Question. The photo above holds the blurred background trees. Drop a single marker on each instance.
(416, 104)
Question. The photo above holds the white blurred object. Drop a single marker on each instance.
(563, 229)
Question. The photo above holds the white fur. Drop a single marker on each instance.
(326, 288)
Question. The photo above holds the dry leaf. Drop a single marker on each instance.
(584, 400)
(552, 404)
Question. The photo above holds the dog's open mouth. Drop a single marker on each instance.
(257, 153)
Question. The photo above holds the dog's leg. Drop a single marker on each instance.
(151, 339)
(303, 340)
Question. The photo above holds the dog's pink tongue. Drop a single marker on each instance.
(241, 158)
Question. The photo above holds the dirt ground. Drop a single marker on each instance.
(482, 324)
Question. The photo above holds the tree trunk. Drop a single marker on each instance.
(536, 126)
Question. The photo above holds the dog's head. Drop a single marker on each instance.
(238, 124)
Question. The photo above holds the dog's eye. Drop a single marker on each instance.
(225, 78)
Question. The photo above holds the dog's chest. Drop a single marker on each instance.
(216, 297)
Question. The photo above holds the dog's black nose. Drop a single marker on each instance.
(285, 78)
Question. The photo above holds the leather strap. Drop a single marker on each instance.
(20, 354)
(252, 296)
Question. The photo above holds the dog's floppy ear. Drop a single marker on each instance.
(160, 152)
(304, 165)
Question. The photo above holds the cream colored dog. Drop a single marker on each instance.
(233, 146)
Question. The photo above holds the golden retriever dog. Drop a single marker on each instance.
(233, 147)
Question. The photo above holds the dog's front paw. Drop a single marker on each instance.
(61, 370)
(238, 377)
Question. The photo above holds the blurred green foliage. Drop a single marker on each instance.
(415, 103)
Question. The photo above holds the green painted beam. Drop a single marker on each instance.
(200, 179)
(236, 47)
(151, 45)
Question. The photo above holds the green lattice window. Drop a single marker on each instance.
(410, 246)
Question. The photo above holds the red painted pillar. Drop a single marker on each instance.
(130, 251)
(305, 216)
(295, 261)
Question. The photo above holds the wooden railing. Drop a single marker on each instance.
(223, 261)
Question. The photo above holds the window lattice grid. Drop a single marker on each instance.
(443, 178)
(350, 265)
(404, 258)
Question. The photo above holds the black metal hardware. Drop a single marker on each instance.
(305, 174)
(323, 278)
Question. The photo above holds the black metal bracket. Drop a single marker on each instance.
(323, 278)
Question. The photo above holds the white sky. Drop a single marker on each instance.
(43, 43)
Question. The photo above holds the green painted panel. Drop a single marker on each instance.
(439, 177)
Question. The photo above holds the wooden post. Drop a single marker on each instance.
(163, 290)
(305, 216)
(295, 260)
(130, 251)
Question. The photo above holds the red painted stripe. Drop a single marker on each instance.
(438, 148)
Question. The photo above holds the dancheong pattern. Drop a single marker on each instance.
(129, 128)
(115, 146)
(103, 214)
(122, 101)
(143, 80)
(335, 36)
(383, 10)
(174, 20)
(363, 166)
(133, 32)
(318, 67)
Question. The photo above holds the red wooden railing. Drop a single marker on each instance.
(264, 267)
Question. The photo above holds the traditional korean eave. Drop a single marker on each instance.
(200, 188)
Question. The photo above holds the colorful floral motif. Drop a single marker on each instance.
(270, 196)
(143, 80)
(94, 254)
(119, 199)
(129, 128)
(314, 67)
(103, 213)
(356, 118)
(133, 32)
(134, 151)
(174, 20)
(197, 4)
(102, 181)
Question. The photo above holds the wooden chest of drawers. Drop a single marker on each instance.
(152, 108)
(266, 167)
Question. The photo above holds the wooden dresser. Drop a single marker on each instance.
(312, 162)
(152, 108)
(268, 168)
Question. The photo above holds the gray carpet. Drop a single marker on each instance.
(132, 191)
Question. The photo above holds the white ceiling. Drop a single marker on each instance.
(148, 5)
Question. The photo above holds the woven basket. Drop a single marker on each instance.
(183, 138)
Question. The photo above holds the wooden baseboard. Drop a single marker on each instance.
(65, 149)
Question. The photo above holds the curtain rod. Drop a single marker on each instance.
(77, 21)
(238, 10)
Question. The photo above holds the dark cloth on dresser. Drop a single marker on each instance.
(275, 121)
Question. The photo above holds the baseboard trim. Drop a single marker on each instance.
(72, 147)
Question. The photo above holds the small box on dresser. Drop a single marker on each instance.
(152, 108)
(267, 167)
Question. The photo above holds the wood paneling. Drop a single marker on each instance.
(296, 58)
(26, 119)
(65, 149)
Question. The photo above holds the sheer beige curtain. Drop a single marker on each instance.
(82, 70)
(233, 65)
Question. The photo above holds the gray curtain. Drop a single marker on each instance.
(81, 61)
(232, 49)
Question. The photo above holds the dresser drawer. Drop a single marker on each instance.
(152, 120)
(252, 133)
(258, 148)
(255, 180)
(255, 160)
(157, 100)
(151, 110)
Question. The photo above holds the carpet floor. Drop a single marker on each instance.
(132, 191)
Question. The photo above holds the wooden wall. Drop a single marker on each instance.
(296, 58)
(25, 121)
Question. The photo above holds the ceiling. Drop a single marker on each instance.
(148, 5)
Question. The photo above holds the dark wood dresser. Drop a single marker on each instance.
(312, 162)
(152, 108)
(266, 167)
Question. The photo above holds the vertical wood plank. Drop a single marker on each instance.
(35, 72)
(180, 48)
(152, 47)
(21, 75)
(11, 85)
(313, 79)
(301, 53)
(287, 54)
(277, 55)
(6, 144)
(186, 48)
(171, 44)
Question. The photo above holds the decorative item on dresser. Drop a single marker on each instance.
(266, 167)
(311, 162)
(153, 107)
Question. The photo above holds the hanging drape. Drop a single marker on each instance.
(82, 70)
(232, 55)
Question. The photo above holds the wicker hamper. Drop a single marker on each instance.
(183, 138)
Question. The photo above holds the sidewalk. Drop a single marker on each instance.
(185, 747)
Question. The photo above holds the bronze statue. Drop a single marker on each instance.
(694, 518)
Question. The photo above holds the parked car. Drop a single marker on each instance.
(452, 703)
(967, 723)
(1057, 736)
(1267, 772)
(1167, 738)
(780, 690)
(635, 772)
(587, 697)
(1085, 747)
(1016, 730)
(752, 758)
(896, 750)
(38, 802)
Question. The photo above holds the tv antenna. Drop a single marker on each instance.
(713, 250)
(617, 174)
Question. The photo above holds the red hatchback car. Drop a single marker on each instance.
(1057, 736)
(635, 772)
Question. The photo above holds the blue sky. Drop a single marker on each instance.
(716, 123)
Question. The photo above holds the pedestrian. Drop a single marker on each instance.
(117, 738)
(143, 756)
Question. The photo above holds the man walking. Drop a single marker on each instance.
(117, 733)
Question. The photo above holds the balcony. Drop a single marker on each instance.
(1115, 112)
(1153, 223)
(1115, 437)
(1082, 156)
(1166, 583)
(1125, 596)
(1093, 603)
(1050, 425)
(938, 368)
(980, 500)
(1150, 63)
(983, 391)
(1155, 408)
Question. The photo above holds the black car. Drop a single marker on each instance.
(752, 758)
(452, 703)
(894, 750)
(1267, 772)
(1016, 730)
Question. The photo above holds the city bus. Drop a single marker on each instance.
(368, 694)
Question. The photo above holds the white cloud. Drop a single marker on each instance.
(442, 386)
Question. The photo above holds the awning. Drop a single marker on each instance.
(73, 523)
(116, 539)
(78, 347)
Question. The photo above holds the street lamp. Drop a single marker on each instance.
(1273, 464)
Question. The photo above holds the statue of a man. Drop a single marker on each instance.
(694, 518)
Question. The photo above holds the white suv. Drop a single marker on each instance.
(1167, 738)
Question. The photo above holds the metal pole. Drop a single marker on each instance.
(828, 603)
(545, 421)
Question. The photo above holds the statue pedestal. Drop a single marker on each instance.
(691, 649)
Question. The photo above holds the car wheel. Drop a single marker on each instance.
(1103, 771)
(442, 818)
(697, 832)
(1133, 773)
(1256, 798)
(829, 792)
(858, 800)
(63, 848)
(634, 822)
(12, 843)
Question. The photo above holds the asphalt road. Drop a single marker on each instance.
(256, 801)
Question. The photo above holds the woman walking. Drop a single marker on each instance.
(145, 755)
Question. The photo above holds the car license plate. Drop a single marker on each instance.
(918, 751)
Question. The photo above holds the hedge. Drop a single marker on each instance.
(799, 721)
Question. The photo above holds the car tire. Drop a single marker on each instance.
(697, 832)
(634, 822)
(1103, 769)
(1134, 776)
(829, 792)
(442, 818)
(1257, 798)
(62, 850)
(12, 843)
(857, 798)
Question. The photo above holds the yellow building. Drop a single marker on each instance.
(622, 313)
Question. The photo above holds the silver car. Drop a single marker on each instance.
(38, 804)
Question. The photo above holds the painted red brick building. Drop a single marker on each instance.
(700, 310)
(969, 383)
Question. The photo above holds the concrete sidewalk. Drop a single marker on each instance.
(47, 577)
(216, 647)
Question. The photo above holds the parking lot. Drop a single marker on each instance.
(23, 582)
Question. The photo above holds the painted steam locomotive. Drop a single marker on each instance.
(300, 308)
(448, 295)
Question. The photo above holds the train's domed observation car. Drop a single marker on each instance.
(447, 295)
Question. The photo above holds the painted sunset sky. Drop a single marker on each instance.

• _What needs to be done_: Recast the portion of the material that begins with the line containing "Question. The photo above holds the train's" and continues through the final line of the material as a numbered list, including both of those lines and omitting any blank lines. Present only that portion.

• _Right answer_:
1. Question. The photo above holds the train's domed observation car. Drop a single marker on each instance.
2. (447, 295)
3. Question. The photo above holds the painted sunset sky. Drop a single marker on each instance.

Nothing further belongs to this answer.